Baca berita dengan sedikit iklan, klik di sini
Malam Natal, 2006. Di kediaman pribadinya di Kota New York, Caroline Kennedy, sang nyonya rumah, mulai menyuguhkan pastel tutup dengan topping keju mozzarella, hidangan pencuci mulut dalam acara santap malam Natal itu. Tiba-tiba, salah seorang tamu—teman sekelas putrinya, Rose, di Universitas Harvard—memuji senator Demokrat dari Illinois, Barack Obama.
Menurut teman Rose, para mahasiswa Ivy League—perkumpulan mahasiswa delapan kampus Amerika paling top—sudah memutuskan mendukung Obama. Padahal saat itu belum ada pengumuman resmi tentang pencalonan dia ke kursi presiden. ”Anda mau ikut menggalang dana?” ujar teman putrinya itu.
Terpesona pada pidato Obama di Konvensi Demokrat dua tahun sebelumnya, Caroline tidak serta-merta terbujuk. Sejak sahabat dekatnya, Bill dan Hillary Clinton, tidak lagi mendiami Gedung Putih, Caroline praktis menjauh dari hiruk-pikuk kampanye. Apalagi saat itu Hillary Clinton juga maju ke konvensi.
Setahun kemudian, Caroline memutuskan hadir diam-diam saat Obama berpidato di hadapan ribuan warga Afro-Amerika di New York. Obama, yang tidak melihat kehadiran Caroline, belakangan langsung menelepon dan meminta maaf. Itulah untuk pertama kalinya mereka bercakap-cakap.

§ **Soal untuk Dikerjakan**:
**a.** Bagaimana isi paragraf yang diawali "Terpesona pada pidato Obama" dalam bacaan tentang Caroline Kennedy jika ditulis ulang sebagai daftar poin singkat?
**b.** Siapa saja orang yang disebut namanya dalam bacaan tentang Caroline Kennedy?
**c.** Tuliskan lanjutan bacaan tentang Caroline Kennedy dan Obama, mulai sesudah kalimat terakhirnya.

§ **Data Mentah**:
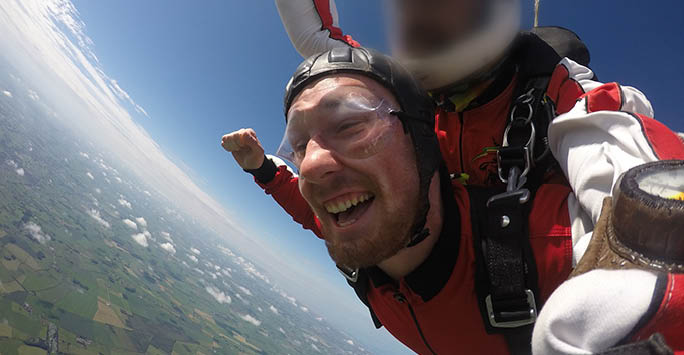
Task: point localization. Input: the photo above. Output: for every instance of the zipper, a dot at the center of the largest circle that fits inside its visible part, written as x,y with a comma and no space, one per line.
460,141
402,299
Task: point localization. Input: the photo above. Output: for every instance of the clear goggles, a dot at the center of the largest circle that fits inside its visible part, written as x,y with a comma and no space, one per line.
355,127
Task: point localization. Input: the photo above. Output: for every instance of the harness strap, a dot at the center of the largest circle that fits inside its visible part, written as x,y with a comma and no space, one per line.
505,270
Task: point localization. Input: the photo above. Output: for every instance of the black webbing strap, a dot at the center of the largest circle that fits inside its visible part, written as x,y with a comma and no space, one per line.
506,274
358,279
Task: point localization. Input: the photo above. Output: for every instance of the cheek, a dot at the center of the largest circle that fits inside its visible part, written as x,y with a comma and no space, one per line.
399,183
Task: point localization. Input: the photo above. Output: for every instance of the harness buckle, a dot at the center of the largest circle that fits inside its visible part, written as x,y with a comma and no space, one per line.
512,318
352,275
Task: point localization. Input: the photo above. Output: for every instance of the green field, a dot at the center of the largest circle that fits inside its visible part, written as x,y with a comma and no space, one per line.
68,259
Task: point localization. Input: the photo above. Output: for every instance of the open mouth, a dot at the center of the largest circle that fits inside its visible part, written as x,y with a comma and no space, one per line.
346,210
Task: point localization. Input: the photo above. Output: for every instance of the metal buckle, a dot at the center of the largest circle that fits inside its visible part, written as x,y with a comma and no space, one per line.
350,274
528,149
532,306
527,168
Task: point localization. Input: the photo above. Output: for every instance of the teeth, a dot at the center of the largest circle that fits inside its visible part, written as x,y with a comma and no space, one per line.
341,206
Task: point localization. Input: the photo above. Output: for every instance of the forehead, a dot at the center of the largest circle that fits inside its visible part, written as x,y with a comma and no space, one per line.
328,92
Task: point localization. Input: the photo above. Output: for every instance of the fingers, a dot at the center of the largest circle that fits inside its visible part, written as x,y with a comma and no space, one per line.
240,139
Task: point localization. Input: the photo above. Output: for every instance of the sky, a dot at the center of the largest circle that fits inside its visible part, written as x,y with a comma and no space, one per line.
174,76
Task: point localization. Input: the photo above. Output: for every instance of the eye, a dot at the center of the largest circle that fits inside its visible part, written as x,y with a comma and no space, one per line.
299,147
351,126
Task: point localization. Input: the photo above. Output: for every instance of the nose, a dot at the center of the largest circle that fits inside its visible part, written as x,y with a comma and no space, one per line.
318,163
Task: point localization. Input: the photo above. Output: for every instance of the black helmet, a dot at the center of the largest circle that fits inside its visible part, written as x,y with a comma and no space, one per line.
417,115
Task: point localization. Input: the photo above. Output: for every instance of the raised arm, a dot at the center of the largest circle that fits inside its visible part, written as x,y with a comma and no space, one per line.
313,25
272,175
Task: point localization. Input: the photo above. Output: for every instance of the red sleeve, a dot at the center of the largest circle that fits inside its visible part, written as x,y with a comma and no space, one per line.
285,190
327,13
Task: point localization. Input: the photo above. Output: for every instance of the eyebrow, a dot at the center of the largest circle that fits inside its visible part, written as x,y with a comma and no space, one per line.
330,103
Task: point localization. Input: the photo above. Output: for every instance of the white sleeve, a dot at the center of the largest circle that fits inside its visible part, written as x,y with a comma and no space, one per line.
312,25
593,312
607,132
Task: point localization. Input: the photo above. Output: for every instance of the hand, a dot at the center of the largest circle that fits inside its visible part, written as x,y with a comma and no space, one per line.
245,147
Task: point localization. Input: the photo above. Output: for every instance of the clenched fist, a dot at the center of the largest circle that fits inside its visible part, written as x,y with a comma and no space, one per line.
246,149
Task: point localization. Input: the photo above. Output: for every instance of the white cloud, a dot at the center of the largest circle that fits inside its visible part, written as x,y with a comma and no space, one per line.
168,247
37,233
167,236
33,95
219,295
140,239
130,223
141,221
250,319
125,203
95,214
245,290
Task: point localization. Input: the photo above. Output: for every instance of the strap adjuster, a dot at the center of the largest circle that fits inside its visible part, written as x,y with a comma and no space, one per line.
512,318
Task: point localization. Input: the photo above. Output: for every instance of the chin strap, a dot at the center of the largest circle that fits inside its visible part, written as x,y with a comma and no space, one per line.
418,237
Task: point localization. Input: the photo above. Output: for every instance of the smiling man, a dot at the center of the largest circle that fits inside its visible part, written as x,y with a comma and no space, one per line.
439,265
361,133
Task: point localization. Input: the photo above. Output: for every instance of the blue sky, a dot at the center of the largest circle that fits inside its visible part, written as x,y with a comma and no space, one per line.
208,68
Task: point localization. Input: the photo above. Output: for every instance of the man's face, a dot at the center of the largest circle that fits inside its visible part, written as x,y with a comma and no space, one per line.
429,26
367,205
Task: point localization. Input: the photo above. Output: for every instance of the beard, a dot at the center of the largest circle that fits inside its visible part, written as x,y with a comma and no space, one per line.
386,238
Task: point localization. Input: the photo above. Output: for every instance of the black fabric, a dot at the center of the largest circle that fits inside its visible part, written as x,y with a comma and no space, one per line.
655,345
657,298
504,266
361,289
414,102
265,173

§ **Jawaban Soal**:
**a.**
- Caroline terpesona pada pidato Obama di Konvensi Demokrat dua tahun sebelumnya, tetapi tidak langsung terbujuk.
- Sejak Bill dan Hillary Clinton, sahabat dekatnya, tidak lagi tinggal di Gedung Putih, ia praktis menjauh dari hiruk-pikuk kampanye.
- Saat itu Hillary Clinton juga maju ke konvensi.

**b.**
- Caroline Kennedy
- Rose
- Barack Obama
- Bill Clinton
- Hillary Clinton

**c.**
Percakapan di telepon itu mengubah hidup Caroline. Putri mendiang John F. Kennedy itu memutuskan mendukung Obama. Dari sekadar sukarelawan kampanye, perempuan 50 tahun itu terlibat lebih jauh sebagai penasihat, termasuk mengusulkan pendamping Obama yang pas untuk memenangi duel melawan John McCain, calon presiden Partai Republik.
Caroline memimpin tim seleksi pemilihan wakil presiden bagi Obama. Awalnya ia bergabung di tim pencari dana, tapi ditarik untuk memperkuat tim seleksi. Jabatan ketua tim seleksi disandangnya sejak Juni 2008, setelah ketua sebelumnya mengundurkan diri. Sebelum masuk tim sukses Obama, Caroline mengajar di Harvard’s John F. Kennedy School of Government dan mengurus perpustakaan ayahnya, John F. Kennedy Presidential Library.
Berkat campur tangan dia, Joseph R. Biden Jr., senator dari Delaware yang sarat pengalaman di bidang politik luar negeri, naik ke kursi calon wakil presiden dua pekan lalu. Caroline dan timnya berharap Biden, yang telah berdinas di Senat selama 30 tahun, dapat menutupi kelemahan Obama di bidang politik luar negeri. Berkat Caroline pula seorang politikus Katolik bisa mengantongi tiket menuju Gedung Putih. Kita tahu, puak Kennedy adalah pemeluk Katolik secara turun-temurun.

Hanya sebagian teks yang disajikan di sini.